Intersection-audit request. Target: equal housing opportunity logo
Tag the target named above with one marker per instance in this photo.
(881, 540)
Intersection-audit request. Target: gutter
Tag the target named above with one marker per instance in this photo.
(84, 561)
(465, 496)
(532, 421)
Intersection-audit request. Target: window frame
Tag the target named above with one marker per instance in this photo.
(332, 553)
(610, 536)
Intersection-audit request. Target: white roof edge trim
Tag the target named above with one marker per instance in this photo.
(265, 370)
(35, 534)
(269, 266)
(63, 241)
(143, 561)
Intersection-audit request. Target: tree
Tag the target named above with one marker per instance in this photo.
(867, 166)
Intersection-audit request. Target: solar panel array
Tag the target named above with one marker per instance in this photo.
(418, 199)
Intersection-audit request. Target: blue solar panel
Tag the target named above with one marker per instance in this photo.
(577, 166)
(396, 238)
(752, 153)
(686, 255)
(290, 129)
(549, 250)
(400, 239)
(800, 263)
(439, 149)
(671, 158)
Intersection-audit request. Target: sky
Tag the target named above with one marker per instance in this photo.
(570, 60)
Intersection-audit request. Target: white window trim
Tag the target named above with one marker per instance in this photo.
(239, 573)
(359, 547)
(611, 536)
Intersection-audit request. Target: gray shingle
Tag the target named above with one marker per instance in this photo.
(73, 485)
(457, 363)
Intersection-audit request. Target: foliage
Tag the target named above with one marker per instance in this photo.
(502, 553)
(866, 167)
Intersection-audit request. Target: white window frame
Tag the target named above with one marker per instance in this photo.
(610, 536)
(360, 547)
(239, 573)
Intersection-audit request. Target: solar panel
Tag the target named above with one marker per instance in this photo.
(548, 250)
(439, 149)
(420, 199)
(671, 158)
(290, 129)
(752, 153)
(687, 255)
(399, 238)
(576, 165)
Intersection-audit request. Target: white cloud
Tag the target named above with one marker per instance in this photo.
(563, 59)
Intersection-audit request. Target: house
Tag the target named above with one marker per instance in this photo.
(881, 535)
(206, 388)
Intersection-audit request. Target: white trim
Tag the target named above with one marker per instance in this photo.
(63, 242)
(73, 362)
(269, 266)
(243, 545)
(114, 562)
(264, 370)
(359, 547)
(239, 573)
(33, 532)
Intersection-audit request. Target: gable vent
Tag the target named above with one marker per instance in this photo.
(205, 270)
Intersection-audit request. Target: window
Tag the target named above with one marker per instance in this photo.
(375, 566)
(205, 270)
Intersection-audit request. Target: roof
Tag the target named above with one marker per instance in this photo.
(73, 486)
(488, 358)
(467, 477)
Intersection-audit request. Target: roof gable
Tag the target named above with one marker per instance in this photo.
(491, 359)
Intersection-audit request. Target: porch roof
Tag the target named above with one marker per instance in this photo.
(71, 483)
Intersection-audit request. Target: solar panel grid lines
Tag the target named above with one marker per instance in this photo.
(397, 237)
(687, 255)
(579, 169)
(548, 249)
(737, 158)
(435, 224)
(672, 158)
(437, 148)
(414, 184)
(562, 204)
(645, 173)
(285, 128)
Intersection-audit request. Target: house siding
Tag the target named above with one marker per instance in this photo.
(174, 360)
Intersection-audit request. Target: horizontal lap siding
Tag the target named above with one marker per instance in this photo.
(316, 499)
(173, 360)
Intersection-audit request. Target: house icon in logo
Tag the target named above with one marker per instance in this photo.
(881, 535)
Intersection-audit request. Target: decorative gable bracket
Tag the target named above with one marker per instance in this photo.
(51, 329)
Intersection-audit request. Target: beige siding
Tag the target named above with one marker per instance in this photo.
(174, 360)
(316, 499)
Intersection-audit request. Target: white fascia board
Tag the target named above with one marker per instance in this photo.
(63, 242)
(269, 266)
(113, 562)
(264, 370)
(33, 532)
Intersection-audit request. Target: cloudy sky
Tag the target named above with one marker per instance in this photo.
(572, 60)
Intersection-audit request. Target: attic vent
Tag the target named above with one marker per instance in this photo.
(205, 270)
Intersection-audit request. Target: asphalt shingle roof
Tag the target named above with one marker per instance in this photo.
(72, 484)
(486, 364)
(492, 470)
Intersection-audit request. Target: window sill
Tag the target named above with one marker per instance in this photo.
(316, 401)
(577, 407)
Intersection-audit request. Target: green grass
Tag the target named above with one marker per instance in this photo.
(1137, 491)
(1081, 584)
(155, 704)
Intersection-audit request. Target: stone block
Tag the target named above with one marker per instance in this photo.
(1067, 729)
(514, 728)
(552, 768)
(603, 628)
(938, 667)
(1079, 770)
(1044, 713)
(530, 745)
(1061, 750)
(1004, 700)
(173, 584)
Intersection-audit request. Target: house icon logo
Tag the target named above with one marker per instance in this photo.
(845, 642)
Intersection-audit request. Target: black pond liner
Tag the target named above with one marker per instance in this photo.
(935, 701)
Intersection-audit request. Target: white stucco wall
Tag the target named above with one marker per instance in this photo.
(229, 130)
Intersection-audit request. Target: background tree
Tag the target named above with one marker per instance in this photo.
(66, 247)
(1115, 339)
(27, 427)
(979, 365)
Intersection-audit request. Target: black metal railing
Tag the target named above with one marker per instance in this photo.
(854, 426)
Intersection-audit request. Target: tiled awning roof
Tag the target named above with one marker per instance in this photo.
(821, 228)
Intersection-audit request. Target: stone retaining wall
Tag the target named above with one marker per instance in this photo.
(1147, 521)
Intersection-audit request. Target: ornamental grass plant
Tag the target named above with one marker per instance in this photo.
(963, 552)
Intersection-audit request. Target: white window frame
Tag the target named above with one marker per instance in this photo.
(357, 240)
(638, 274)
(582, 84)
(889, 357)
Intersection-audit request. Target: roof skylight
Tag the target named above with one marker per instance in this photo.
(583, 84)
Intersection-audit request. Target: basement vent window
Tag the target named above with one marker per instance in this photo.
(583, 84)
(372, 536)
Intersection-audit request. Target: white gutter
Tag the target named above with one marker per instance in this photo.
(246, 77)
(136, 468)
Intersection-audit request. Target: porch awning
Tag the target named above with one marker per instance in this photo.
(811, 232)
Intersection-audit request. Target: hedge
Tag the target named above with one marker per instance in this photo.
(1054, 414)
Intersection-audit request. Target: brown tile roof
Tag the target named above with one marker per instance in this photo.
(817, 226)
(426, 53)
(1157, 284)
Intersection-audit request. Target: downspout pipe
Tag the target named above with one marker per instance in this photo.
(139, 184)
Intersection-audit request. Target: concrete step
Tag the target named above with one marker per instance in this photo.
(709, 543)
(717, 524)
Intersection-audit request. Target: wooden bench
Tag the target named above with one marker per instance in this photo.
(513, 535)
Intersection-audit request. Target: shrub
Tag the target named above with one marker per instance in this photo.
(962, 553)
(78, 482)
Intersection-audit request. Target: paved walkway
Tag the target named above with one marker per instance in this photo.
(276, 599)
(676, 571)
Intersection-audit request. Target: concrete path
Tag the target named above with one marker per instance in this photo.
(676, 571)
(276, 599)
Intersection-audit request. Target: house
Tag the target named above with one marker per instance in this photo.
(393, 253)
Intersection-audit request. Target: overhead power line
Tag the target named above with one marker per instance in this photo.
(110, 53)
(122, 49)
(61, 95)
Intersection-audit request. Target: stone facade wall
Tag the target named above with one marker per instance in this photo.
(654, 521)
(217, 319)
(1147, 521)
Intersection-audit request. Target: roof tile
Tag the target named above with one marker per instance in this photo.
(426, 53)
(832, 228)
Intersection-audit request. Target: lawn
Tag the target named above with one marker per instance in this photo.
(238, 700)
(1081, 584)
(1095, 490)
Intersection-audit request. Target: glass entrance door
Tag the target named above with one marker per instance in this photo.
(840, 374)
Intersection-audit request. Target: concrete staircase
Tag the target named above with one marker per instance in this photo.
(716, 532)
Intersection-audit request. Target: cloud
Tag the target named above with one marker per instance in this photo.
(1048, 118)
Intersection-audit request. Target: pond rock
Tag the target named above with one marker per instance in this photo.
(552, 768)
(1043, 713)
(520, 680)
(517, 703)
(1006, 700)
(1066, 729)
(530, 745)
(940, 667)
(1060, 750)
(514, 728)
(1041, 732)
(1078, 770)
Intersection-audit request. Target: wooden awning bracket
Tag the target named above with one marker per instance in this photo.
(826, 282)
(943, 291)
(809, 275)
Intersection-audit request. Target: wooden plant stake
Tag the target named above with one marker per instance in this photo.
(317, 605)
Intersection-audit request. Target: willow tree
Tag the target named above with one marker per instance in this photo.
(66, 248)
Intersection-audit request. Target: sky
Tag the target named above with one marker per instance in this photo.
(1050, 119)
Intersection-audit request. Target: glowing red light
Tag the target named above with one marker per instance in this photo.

+===+

Copy exactly, word for word, the line with "Intersection-audit request. Target: lawn" through the final line of the listing.

Intersection-audit request. Target: lawn
Tag the target named above with one marker per instance in this photo.
(238, 700)
(1081, 584)
(1095, 490)
Intersection-audit request. Target: glass entrance door
Tag the target named above with one marker per instance in this photo.
(840, 374)
Intersection-audit request. Target: concrete staircase
Tag the target named above with one marker per instance in this photo.
(716, 532)
Intersection-audit request. Target: cloud
Tag the target named above with one marker per instance in this photo.
(1048, 118)
Intersection-audit request. Target: pond rock
Tag the target named above with one marker per instance in this photo.
(552, 768)
(1043, 713)
(520, 680)
(517, 703)
(1006, 700)
(1066, 729)
(530, 745)
(940, 667)
(1060, 750)
(514, 728)
(1041, 732)
(1078, 770)
Intersection-audit request. Target: wooden awning bracket
Tag the target named above with one marker per instance in this photo.
(826, 282)
(943, 291)
(809, 275)
Intersection-audit request. Target: wooden plant stake
Tag the target named above with one marker per instance in this photo.
(317, 605)
Intersection-audit request. Target: willow tree
Tag the target named above with one marker per instance in this photo.
(66, 248)
Intersection-audit request. Target: sky
Tag the target named above with one marker per instance in this photo.
(1050, 119)
Intersection-audit request. Target: glowing red light
Tag the target named above with one marker per instance in this photo.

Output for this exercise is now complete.